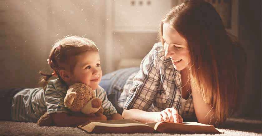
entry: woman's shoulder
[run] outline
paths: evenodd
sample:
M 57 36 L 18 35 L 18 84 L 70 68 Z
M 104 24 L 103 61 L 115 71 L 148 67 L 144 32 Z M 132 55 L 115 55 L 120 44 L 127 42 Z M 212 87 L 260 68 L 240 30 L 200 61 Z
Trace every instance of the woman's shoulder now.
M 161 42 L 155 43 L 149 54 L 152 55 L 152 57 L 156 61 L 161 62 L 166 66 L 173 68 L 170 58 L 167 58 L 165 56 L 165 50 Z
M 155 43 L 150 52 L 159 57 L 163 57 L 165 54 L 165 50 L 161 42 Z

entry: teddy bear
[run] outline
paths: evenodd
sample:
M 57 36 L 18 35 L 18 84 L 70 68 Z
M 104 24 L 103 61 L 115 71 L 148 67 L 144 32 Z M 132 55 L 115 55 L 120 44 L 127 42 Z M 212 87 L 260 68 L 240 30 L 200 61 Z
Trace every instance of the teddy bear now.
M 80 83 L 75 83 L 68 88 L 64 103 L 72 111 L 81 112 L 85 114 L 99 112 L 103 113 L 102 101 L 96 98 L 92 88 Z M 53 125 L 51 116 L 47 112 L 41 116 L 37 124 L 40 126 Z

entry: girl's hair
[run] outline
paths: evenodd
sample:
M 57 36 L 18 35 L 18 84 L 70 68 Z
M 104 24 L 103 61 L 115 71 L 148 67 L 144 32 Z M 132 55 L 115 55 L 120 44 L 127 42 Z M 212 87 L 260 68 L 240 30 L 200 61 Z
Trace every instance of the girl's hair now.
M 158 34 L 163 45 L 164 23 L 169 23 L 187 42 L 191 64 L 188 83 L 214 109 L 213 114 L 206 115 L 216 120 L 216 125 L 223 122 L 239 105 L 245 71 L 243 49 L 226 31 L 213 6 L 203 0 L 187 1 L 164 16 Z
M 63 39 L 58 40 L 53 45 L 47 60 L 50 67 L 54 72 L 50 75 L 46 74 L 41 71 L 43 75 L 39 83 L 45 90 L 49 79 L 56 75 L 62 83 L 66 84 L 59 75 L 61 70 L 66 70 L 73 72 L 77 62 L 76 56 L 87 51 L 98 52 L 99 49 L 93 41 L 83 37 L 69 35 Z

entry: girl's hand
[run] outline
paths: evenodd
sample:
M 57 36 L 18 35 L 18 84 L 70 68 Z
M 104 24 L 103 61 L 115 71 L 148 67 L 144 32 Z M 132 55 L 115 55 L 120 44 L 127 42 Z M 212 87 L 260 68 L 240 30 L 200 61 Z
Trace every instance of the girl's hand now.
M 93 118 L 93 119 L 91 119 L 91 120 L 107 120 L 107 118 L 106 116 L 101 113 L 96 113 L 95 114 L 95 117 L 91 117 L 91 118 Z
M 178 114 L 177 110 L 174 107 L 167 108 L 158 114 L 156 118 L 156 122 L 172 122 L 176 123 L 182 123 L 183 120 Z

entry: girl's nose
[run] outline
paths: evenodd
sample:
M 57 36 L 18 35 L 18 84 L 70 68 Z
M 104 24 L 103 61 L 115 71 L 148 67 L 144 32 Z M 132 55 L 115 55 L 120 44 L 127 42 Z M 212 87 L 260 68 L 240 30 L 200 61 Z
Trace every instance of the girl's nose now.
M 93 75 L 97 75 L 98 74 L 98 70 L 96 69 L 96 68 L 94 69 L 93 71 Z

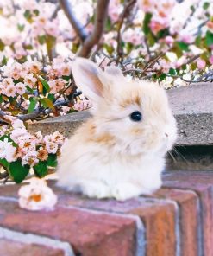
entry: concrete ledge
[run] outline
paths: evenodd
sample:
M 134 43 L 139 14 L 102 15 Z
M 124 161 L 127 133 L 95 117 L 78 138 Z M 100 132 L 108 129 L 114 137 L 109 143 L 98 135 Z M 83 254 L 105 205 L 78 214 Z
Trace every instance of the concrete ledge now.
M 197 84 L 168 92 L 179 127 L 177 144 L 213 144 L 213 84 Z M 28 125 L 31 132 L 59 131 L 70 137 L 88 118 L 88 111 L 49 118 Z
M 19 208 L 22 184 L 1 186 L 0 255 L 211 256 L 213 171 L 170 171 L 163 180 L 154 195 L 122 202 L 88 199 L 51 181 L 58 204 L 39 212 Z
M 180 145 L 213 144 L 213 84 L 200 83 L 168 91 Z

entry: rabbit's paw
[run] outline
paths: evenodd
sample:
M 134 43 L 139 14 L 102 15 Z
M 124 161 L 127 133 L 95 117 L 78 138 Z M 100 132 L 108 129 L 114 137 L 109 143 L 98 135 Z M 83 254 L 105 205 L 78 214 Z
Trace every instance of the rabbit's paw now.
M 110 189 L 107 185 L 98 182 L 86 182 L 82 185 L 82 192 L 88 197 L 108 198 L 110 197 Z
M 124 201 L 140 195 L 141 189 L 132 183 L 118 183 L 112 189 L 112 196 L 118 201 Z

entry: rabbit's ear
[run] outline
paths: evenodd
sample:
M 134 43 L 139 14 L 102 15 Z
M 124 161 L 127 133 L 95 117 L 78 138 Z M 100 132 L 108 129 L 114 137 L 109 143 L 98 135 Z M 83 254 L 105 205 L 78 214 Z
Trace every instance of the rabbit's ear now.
:::::
§ Goal of the exercise:
Could you switch "Trace every instance of" to "Mark all instances of" throughout the entries above and give them again with nothing else changed, leaving out the picture lines?

§ Completed task:
entry: woman's shoulder
[run] outline
paths: evenodd
sample:
M 57 36 L 18 35 L 18 84 L 70 68 Z
M 104 24 L 103 61 L 115 71 L 148 67 L 144 32 Z M 132 55 L 115 55 L 120 44 L 127 42 Z M 212 87 L 260 68 L 240 30 L 200 61 Z
Mark all instances of the woman's shoulder now.
M 161 42 L 155 43 L 149 54 L 152 55 L 152 57 L 156 61 L 161 62 L 166 66 L 173 68 L 170 58 L 167 58 L 165 56 L 165 50 Z
M 155 43 L 150 52 L 159 57 L 163 57 L 165 54 L 165 50 L 161 42 Z

entry: teddy bear
[run] outline
paths: evenodd
sample:
M 57 36 L 18 35 L 18 84 L 70 68 Z
M 104 24 L 103 61 L 115 71 L 148 67 L 144 32 Z M 132 55 L 115 55 L 120 44 L 127 42 Z M 212 87 L 260 68 L 240 30 L 200 61 Z
Mark all instances of the teddy bear now.
M 80 83 L 75 83 L 68 88 L 64 103 L 72 111 L 81 112 L 85 114 L 99 112 L 103 113 L 102 101 L 96 98 L 92 88 Z M 53 125 L 51 116 L 47 112 L 41 116 L 37 124 L 40 126 Z

entry: girl's hair
[run] outline
paths: evenodd
sample:
M 57 36 L 18 35 L 18 84 L 70 68 Z
M 104 24 L 103 61 L 115 71 L 148 67 L 144 32 Z M 132 55 L 115 55 L 120 44 L 127 42 Z M 212 87 L 260 68 L 240 30 L 200 61 Z
Mark all instances of the girl's hair now.
M 158 34 L 163 45 L 164 23 L 169 23 L 187 42 L 191 64 L 188 83 L 214 109 L 213 114 L 206 115 L 216 120 L 216 125 L 223 122 L 239 105 L 245 71 L 243 49 L 226 31 L 213 6 L 203 0 L 187 1 L 164 16 Z
M 63 39 L 58 40 L 53 45 L 47 60 L 50 67 L 54 72 L 50 75 L 46 74 L 41 71 L 43 75 L 39 83 L 45 90 L 49 79 L 56 75 L 62 83 L 66 84 L 59 75 L 61 70 L 66 70 L 73 72 L 77 62 L 76 56 L 87 51 L 98 52 L 99 49 L 93 41 L 83 37 L 69 35 Z

entry: girl's hand
[run] outline
paths: evenodd
sample:
M 57 36 L 18 35 L 18 84 L 70 68 Z
M 104 24 L 103 61 L 115 71 L 148 67 L 144 32 Z M 132 55 L 115 55 L 120 44 L 127 42 Z M 212 87 L 260 68 L 240 30 L 200 61 Z
Mark all instances of the girl's hand now.
M 93 118 L 93 119 L 91 119 L 91 120 L 107 120 L 107 118 L 106 116 L 101 113 L 96 113 L 95 114 L 95 117 L 91 117 L 91 118 Z
M 178 114 L 177 110 L 174 107 L 167 108 L 158 114 L 156 118 L 156 122 L 172 122 L 176 123 L 182 123 L 183 120 Z

entry: girl's nose
[run] outline
paths: evenodd
sample:
M 57 36 L 18 35 L 18 84 L 70 68 Z
M 104 24 L 103 61 L 115 71 L 148 67 L 144 32 Z M 132 55 L 115 55 L 120 44 L 127 42 Z M 212 87 L 260 68 L 240 30 L 200 61 Z
Mark all instances of the girl's nose now.
M 93 75 L 97 75 L 98 74 L 98 70 L 96 69 L 96 68 L 94 69 L 93 71 Z

entry: concrete ledge
[run] outline
paths: evenodd
sample:
M 134 43 L 139 14 L 102 15 Z
M 124 161 L 127 133 L 95 117 L 78 138 Z M 100 132 L 108 129 L 114 137 L 109 143 L 98 135 Z M 83 254 L 105 205 L 78 214 Z
Mark all instances of the concrete ledge now.
M 197 84 L 168 92 L 179 127 L 177 144 L 213 144 L 213 84 Z M 28 125 L 31 132 L 59 131 L 70 137 L 88 118 L 88 111 L 49 118 Z
M 19 208 L 22 184 L 1 186 L 0 255 L 211 256 L 213 171 L 170 171 L 163 180 L 154 195 L 122 202 L 88 199 L 51 181 L 58 204 L 39 212 Z
M 180 145 L 213 144 L 213 84 L 200 83 L 168 91 Z

entry: rabbit's paw
[run] outline
paths: evenodd
sample:
M 134 43 L 139 14 L 102 15 Z
M 124 161 L 127 133 L 95 117 L 78 138 Z M 100 132 L 108 129 L 114 137 L 109 143 L 98 135 Z M 83 254 L 105 205 L 78 214 Z
Mark all instances of the rabbit's paw now.
M 110 189 L 107 185 L 98 182 L 86 182 L 82 185 L 82 192 L 88 197 L 108 198 L 110 197 Z
M 124 201 L 140 195 L 141 189 L 132 183 L 118 183 L 112 189 L 112 196 L 118 201 Z

entry: rabbit's ear
[run] outline
paths: evenodd
sample:
M 134 43 L 139 14 L 102 15 Z
M 124 161 L 127 133 L 95 117 L 78 138 Z M 100 132 L 108 129 L 114 137 L 109 143 L 98 135 Z M 83 254 L 105 205 L 78 214 Z
Mark all instances of the rabbit's ear now.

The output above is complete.